## Instructions for the task
Report every line of the records beneath this task that holds the string "curly".

════════

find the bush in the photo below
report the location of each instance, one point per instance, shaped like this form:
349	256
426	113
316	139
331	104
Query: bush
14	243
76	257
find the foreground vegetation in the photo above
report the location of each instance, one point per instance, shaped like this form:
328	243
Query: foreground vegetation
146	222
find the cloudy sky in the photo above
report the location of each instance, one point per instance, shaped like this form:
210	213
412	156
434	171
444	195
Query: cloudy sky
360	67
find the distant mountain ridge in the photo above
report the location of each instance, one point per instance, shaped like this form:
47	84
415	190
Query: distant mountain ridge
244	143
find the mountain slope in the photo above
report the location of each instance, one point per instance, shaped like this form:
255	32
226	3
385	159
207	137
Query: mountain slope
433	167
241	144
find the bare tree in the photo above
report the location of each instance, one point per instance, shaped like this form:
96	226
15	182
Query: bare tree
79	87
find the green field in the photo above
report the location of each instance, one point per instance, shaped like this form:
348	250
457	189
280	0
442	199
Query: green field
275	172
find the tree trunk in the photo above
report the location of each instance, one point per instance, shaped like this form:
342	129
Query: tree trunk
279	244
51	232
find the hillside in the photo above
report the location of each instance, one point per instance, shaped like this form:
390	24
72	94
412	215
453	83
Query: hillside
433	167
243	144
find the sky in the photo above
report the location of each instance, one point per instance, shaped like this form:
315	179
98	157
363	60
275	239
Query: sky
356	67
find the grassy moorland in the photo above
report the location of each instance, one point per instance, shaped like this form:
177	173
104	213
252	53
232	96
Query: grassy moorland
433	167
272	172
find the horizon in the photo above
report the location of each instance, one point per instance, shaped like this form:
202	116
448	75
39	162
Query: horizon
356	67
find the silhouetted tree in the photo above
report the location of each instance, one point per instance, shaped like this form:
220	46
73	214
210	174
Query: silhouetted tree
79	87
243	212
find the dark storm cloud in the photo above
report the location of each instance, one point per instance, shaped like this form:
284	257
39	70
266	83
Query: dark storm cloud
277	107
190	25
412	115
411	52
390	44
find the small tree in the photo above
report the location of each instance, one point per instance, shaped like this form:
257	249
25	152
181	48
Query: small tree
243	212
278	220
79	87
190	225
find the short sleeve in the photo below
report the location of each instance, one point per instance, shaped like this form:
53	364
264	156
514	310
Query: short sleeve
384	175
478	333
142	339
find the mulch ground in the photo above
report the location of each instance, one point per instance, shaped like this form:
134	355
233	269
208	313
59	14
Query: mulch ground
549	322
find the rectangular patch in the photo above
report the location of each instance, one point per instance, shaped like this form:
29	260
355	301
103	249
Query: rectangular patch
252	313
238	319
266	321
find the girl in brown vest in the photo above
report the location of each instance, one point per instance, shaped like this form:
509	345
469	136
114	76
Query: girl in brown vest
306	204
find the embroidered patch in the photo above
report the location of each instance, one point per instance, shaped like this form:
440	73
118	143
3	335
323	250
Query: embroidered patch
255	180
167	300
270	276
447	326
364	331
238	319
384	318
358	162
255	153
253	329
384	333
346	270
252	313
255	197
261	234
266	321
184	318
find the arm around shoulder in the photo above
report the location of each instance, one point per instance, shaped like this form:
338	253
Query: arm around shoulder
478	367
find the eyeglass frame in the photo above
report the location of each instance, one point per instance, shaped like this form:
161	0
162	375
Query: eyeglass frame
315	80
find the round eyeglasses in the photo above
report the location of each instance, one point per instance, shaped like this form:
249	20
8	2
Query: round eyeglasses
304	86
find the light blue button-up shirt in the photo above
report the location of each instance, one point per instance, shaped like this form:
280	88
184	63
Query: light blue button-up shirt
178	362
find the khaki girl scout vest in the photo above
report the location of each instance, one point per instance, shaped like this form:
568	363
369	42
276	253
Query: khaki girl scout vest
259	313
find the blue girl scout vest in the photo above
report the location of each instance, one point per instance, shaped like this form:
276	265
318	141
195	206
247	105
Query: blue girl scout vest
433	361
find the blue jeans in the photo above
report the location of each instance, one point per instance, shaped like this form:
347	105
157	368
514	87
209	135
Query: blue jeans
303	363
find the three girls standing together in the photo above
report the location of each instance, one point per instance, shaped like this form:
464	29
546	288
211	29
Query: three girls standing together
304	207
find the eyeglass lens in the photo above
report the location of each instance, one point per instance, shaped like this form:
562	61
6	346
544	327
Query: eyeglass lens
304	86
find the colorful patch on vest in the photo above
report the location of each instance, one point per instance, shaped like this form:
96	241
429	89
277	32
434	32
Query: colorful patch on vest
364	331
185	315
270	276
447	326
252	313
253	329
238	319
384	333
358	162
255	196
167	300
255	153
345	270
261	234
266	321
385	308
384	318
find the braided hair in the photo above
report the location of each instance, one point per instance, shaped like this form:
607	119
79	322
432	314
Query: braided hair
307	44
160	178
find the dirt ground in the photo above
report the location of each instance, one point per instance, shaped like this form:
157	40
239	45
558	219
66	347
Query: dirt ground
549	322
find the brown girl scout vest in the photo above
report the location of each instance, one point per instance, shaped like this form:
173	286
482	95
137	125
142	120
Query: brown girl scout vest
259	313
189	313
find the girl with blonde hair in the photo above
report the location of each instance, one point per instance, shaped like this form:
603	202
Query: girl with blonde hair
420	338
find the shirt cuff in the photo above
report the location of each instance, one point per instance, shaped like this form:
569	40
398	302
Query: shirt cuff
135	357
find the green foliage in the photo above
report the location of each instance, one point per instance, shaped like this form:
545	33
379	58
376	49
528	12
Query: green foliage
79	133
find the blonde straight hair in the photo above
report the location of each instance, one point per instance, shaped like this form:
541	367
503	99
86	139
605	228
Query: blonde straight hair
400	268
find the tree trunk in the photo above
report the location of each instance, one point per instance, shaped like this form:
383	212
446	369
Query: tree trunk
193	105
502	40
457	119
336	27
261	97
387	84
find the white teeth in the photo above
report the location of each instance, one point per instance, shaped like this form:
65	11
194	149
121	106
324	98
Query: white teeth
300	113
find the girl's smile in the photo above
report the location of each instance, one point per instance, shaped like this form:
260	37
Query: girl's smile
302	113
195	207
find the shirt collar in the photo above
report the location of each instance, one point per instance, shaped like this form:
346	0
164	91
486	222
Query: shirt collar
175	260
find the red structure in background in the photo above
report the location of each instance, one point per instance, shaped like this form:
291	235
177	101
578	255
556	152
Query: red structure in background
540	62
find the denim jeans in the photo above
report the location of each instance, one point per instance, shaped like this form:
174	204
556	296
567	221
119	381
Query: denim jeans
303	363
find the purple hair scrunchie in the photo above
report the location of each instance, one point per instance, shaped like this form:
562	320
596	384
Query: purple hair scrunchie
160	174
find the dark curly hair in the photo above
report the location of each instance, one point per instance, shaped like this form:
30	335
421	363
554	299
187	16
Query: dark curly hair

════════

## Exercise response
find the dark curly hair in the photo above
Query: dark curly hair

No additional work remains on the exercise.